Try it:
Print exactly, and only, the lines running from the line containing "Would you be able to point to the nose" through the end of the records below.

Exercise materials:

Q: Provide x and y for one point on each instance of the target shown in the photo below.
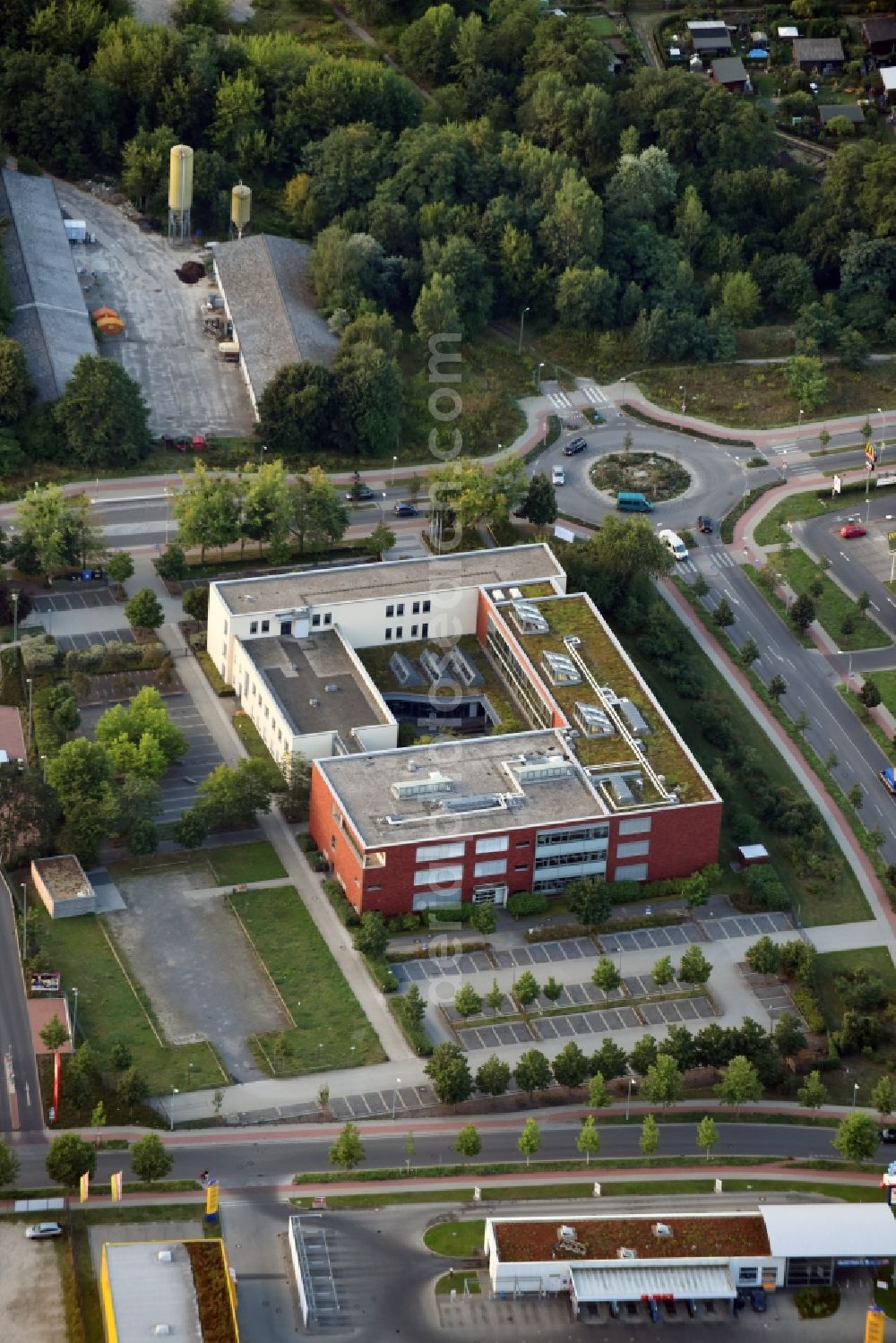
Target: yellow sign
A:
(874, 1324)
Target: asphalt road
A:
(273, 1159)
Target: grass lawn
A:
(833, 603)
(458, 1238)
(110, 1010)
(759, 398)
(332, 1030)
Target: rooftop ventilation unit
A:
(435, 782)
(528, 619)
(592, 720)
(560, 669)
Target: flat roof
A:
(696, 1235)
(481, 770)
(271, 306)
(831, 1230)
(627, 1283)
(148, 1291)
(316, 684)
(50, 317)
(357, 581)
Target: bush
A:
(527, 903)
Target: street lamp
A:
(521, 322)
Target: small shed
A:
(64, 887)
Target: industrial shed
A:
(263, 282)
(50, 319)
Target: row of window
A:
(398, 608)
(421, 632)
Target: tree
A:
(883, 1098)
(806, 382)
(234, 796)
(739, 1082)
(468, 1141)
(857, 1138)
(150, 1160)
(649, 1139)
(606, 976)
(493, 1076)
(589, 1139)
(664, 1084)
(70, 1158)
(54, 1034)
(530, 1141)
(540, 503)
(8, 1166)
(525, 989)
(802, 611)
(777, 686)
(120, 567)
(589, 900)
(144, 610)
(694, 969)
(466, 1001)
(707, 1133)
(598, 1093)
(813, 1093)
(16, 388)
(721, 614)
(102, 417)
(532, 1072)
(449, 1072)
(662, 971)
(349, 1149)
(570, 1066)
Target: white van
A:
(673, 543)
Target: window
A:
(438, 852)
(635, 826)
(630, 872)
(493, 868)
(493, 844)
(634, 849)
(438, 876)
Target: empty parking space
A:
(745, 925)
(435, 968)
(651, 939)
(94, 638)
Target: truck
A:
(673, 543)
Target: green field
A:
(110, 1010)
(332, 1030)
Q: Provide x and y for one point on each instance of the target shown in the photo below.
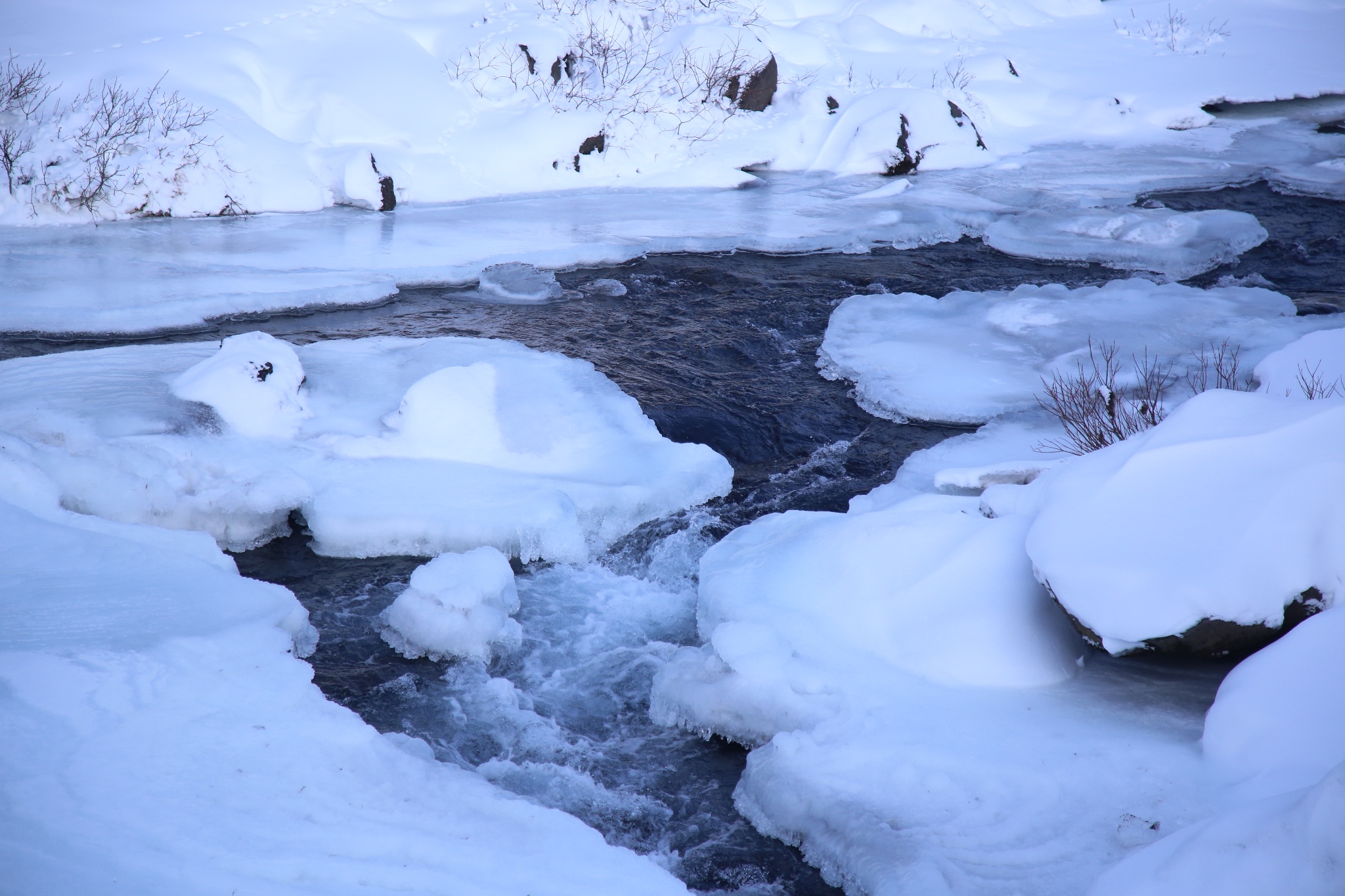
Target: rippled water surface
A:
(717, 350)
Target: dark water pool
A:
(717, 350)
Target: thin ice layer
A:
(413, 446)
(970, 356)
(162, 739)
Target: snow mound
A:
(1286, 844)
(412, 446)
(1229, 509)
(786, 603)
(1178, 245)
(519, 282)
(970, 356)
(163, 738)
(252, 383)
(1317, 358)
(458, 605)
(1279, 717)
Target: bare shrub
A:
(1312, 385)
(1218, 366)
(1095, 409)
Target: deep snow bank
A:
(1227, 511)
(317, 104)
(162, 738)
(390, 446)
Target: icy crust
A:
(1286, 844)
(163, 739)
(970, 356)
(1228, 509)
(407, 446)
(1178, 245)
(458, 605)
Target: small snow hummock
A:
(254, 383)
(458, 605)
(1229, 509)
(519, 282)
(970, 356)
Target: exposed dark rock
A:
(904, 161)
(594, 144)
(963, 120)
(1216, 637)
(761, 89)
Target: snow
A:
(1278, 721)
(162, 738)
(1319, 356)
(1228, 509)
(412, 446)
(315, 104)
(252, 383)
(971, 356)
(458, 605)
(1286, 844)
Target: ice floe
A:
(970, 356)
(407, 446)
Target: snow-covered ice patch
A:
(1178, 245)
(1229, 509)
(410, 446)
(458, 605)
(970, 356)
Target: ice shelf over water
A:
(162, 738)
(389, 446)
(1060, 202)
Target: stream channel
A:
(717, 350)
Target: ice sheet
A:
(970, 356)
(409, 446)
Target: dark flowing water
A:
(717, 350)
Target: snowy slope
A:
(440, 96)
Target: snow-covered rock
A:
(1278, 721)
(1201, 532)
(1287, 844)
(163, 739)
(412, 446)
(970, 356)
(254, 385)
(458, 605)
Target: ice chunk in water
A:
(519, 282)
(458, 605)
(1179, 245)
(252, 383)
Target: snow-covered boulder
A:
(1287, 844)
(458, 605)
(787, 603)
(970, 356)
(1179, 245)
(410, 446)
(254, 383)
(1279, 717)
(1212, 532)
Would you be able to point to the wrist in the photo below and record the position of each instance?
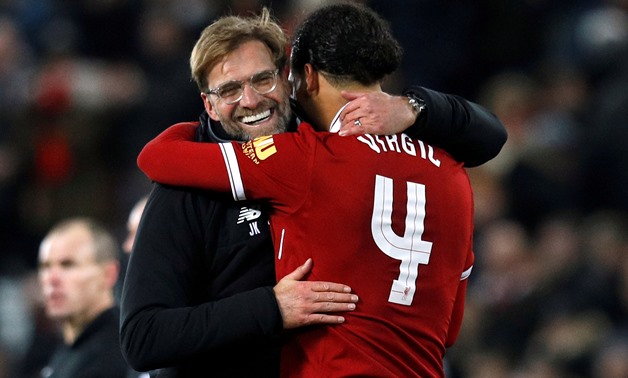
(417, 105)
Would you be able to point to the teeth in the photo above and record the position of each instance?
(256, 117)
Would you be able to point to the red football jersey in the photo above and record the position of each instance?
(390, 216)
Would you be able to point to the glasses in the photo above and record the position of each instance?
(232, 91)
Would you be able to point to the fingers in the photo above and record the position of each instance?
(300, 271)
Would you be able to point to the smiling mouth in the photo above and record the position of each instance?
(256, 119)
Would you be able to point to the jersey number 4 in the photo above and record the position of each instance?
(409, 249)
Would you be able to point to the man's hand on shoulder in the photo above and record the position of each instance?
(304, 303)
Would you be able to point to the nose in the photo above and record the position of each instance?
(250, 98)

Solved problem:
Would you be able to point to the nose in the photo above and record the position of each instance?
(250, 98)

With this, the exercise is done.